DATA EXTRACT
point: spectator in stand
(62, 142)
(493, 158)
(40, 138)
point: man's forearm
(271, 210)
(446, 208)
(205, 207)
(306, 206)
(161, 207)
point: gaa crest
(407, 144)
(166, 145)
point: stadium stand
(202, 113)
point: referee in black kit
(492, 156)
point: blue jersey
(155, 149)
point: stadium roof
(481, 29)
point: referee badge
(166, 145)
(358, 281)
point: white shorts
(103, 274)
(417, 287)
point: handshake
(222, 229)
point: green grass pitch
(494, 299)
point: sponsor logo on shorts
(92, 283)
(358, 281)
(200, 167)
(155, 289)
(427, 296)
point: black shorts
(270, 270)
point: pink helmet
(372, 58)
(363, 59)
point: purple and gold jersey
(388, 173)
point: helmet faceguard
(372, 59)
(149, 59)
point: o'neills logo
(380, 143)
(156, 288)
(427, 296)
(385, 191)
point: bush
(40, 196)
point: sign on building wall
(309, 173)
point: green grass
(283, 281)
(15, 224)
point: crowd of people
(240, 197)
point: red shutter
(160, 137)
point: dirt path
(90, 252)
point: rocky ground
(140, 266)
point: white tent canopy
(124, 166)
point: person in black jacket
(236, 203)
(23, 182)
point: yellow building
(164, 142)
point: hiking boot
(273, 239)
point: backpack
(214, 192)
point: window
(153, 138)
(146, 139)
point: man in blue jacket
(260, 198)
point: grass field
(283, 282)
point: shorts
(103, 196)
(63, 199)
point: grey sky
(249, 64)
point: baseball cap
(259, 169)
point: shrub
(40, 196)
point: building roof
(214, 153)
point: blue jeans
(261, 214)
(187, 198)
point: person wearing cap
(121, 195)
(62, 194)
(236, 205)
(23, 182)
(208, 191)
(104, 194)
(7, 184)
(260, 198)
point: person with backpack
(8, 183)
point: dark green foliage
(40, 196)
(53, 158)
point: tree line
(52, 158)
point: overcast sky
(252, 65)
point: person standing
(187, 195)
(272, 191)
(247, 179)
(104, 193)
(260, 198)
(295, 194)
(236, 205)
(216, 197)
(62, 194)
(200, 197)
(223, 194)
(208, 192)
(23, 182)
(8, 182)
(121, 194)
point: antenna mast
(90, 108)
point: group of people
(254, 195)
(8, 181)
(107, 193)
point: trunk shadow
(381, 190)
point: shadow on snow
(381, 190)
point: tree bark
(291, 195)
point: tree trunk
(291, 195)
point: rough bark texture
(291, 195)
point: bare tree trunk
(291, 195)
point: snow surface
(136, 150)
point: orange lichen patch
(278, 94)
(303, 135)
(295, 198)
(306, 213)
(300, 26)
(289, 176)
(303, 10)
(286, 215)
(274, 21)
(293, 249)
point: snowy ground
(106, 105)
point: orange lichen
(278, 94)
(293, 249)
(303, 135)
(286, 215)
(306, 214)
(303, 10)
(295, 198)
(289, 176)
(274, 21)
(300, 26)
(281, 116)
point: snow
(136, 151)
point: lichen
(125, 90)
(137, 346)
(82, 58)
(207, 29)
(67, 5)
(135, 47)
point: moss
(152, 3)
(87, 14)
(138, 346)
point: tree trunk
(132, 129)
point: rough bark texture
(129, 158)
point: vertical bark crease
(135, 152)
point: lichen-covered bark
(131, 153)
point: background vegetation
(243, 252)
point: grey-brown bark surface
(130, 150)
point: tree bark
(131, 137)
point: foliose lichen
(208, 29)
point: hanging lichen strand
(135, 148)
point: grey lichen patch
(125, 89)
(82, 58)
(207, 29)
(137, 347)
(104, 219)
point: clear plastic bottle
* * *
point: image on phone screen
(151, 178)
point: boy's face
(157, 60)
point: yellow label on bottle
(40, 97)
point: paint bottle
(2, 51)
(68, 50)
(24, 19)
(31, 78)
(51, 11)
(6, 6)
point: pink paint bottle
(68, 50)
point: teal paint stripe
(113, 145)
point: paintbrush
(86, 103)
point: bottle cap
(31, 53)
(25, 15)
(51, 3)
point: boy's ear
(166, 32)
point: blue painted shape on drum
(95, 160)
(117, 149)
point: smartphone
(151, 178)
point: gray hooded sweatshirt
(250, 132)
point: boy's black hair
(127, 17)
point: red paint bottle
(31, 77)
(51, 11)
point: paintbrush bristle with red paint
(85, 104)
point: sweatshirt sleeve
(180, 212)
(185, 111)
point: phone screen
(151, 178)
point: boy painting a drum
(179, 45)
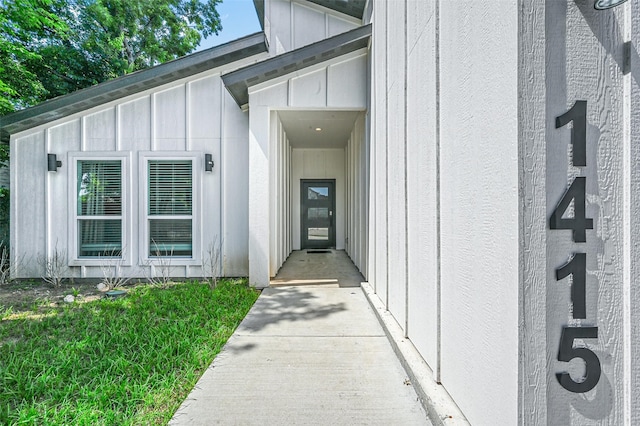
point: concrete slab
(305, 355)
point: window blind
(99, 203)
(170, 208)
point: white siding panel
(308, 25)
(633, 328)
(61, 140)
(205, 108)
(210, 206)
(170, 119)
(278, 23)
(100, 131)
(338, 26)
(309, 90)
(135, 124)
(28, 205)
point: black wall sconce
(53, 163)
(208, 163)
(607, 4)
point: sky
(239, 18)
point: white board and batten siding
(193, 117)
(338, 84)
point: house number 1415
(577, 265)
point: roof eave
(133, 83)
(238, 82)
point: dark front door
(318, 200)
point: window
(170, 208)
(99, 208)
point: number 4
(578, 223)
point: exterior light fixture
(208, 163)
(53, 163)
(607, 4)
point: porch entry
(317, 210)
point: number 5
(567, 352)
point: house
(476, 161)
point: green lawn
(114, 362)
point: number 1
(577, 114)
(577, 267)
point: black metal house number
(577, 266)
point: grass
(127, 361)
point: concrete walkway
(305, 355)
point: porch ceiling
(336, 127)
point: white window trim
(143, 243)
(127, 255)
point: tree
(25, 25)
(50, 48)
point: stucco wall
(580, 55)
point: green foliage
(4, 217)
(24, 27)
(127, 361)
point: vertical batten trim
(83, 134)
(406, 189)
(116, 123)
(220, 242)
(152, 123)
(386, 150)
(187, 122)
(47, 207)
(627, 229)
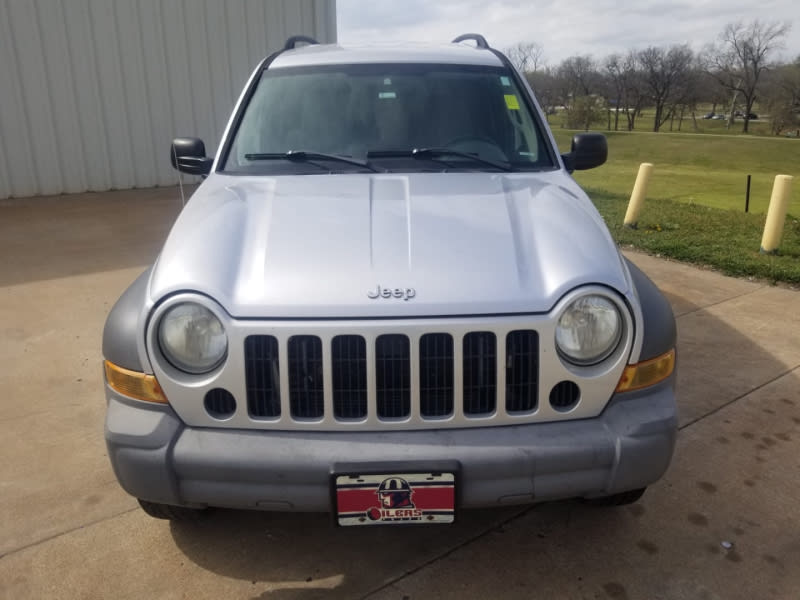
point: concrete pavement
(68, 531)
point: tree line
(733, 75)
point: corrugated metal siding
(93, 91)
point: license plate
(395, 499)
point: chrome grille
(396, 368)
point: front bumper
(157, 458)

EXERCISE GOAL
State how many lines in the data above contain the word "roof". Case counts, and the reply should be the number alone.

EXPECTED ANSWER
3